Work to do –
Lay out as a numbered list the lines from the start of the records through the line containing "Target: shower of sparks". Skip blank lines and leave the pictures out.

Records to process –
+ + + + +
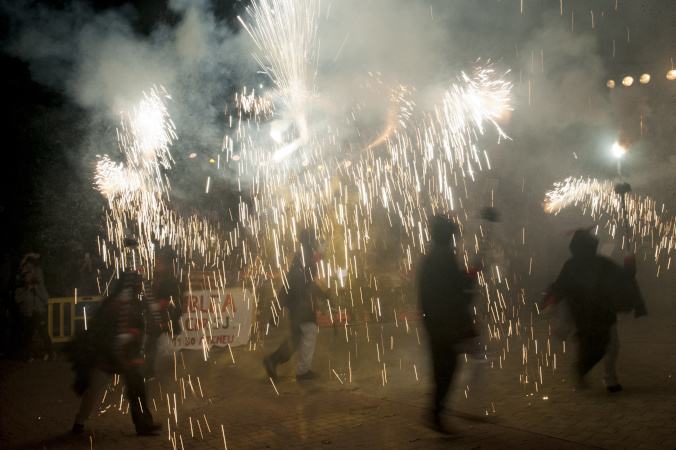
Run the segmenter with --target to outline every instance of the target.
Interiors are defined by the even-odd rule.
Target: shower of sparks
[[[628,192],[623,203],[612,181],[573,177],[555,183],[545,194],[544,207],[549,213],[556,214],[571,205],[582,208],[583,214],[621,240],[628,251],[654,258],[658,270],[665,259],[670,259],[676,245],[676,219],[668,217],[664,205],[652,198]]]
[[[485,336],[482,348],[500,355],[501,368],[510,340],[518,348],[530,338],[520,316],[524,294],[514,286],[510,289],[508,279],[515,279],[513,273],[508,267],[498,267],[492,256],[500,251],[491,239],[490,224],[475,233],[472,218],[486,206],[479,198],[481,187],[475,183],[482,172],[490,170],[489,152],[481,148],[481,138],[508,138],[498,124],[511,110],[512,85],[506,81],[506,73],[479,61],[437,92],[436,104],[427,109],[416,104],[415,87],[384,82],[378,73],[360,74],[356,84],[362,91],[354,95],[360,100],[353,100],[345,109],[344,124],[329,124],[313,112],[314,103],[331,102],[315,85],[319,3],[261,0],[247,11],[252,23],[240,21],[261,52],[255,58],[273,88],[261,88],[263,92],[245,88],[237,94],[235,108],[226,109],[230,129],[223,138],[221,154],[213,158],[220,161],[218,170],[224,175],[227,170],[227,176],[234,178],[234,186],[248,189],[248,196],[243,193],[237,208],[225,211],[225,219],[201,217],[176,205],[170,208],[165,173],[173,163],[169,148],[176,136],[164,103],[168,96],[163,90],[144,94],[141,106],[124,116],[118,130],[125,162],[116,163],[104,155],[97,167],[97,187],[110,207],[108,239],[100,246],[106,263],[117,270],[134,262],[151,268],[157,250],[151,242],[160,239],[178,250],[180,276],[186,284],[194,282],[194,270],[205,274],[200,286],[219,294],[226,286],[245,286],[253,291],[258,304],[266,304],[273,319],[269,323],[278,324],[282,312],[276,293],[286,284],[284,274],[299,250],[299,231],[309,228],[322,246],[323,259],[306,263],[316,264],[317,282],[336,294],[326,308],[335,310],[331,321],[345,327],[345,341],[354,341],[353,356],[357,358],[359,353],[369,352],[356,351],[357,333],[353,333],[356,328],[351,322],[355,316],[363,318],[370,312],[374,321],[380,321],[386,310],[395,317],[397,314],[384,302],[381,305],[387,286],[368,266],[367,255],[379,251],[379,241],[382,245],[389,234],[396,233],[400,240],[393,260],[411,270],[428,248],[429,219],[449,213],[460,227],[455,246],[462,265],[469,268],[483,261],[476,323]],[[360,92],[373,95],[360,96]],[[379,129],[361,125],[368,122],[364,118],[369,108],[377,107],[362,98],[372,96],[388,105]],[[143,119],[137,117],[141,111],[145,111]],[[358,132],[341,134],[345,125]],[[214,173],[209,176],[205,176],[207,186],[216,180]],[[139,250],[116,253],[116,248],[122,249],[129,228],[139,237]],[[227,278],[230,273],[236,274],[235,279]],[[188,291],[193,289],[188,286]],[[226,312],[218,311],[220,308],[210,308],[191,317],[195,323],[207,324],[200,327],[204,359],[211,357],[207,343],[211,328],[224,323]],[[382,329],[379,345],[377,337],[370,339],[367,323],[365,327],[364,345],[376,347],[380,361],[380,349],[383,357],[386,352]],[[371,330],[372,334],[377,332],[377,328]],[[266,326],[254,324],[251,334],[254,343],[262,344]],[[418,339],[417,328],[410,339]],[[389,347],[389,352],[398,350],[391,336]],[[233,350],[229,351],[234,362]],[[514,361],[517,359],[521,363],[521,358]],[[382,364],[385,383],[387,372]],[[544,364],[541,355],[524,358],[524,373],[541,371]],[[418,380],[417,367],[413,365],[413,369],[409,376]],[[179,386],[176,364],[174,370]],[[341,383],[339,373],[347,373],[352,382],[350,357],[344,368],[333,373]],[[279,395],[274,381],[270,382]],[[191,383],[189,386],[192,389]],[[183,392],[182,388],[178,391]],[[176,400],[173,409],[168,407],[178,424]],[[204,422],[208,429],[206,416]],[[224,433],[223,438],[225,444]]]

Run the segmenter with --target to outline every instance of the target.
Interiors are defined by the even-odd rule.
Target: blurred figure
[[[52,350],[52,338],[49,336],[47,323],[47,302],[49,294],[45,287],[42,269],[38,265],[40,255],[28,253],[19,266],[19,275],[14,300],[19,305],[23,318],[23,346],[26,362],[32,362],[38,356],[33,344],[33,334],[37,334],[42,342],[42,353],[45,359],[55,359]]]
[[[146,319],[145,375],[155,378],[158,340],[169,334],[173,338],[181,332],[181,292],[174,273],[173,262],[176,253],[169,246],[159,248],[155,244],[155,269],[152,285],[144,281],[144,294],[150,306]]]
[[[265,370],[270,378],[277,377],[277,366],[291,359],[298,351],[296,364],[296,380],[312,380],[319,374],[310,370],[312,357],[317,343],[317,313],[315,301],[327,298],[316,283],[315,251],[308,230],[298,234],[300,251],[296,253],[287,274],[288,288],[282,286],[279,300],[289,310],[291,335],[271,355],[263,358]]]
[[[127,241],[127,239],[125,239]],[[134,246],[129,240],[127,246]],[[122,273],[111,293],[97,309],[87,330],[78,335],[69,352],[76,371],[75,392],[82,395],[72,432],[81,433],[94,405],[99,401],[111,374],[125,380],[125,396],[131,409],[136,434],[154,435],[161,426],[153,423],[146,402],[143,379],[144,313],[141,276]]]
[[[609,392],[618,392],[622,390],[622,385],[615,371],[619,353],[617,312],[633,309],[639,317],[646,311],[634,279],[635,261],[626,259],[623,269],[596,254],[598,242],[588,230],[575,231],[570,241],[573,256],[563,265],[544,306],[556,304],[562,299],[568,302],[577,330],[577,386],[586,387],[584,376],[605,355],[604,383]]]
[[[473,334],[468,297],[451,238],[456,225],[446,217],[436,216],[431,226],[432,248],[418,272],[418,299],[423,323],[429,334],[434,370],[432,426],[448,433],[441,421],[444,400],[453,380],[459,344]]]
+ + + + +
Response to this exercise –
1. Run the segmenter with --target to outline every instance of the target.
2. Interiors are defined by the even-odd rule.
3. Target: shower of sparks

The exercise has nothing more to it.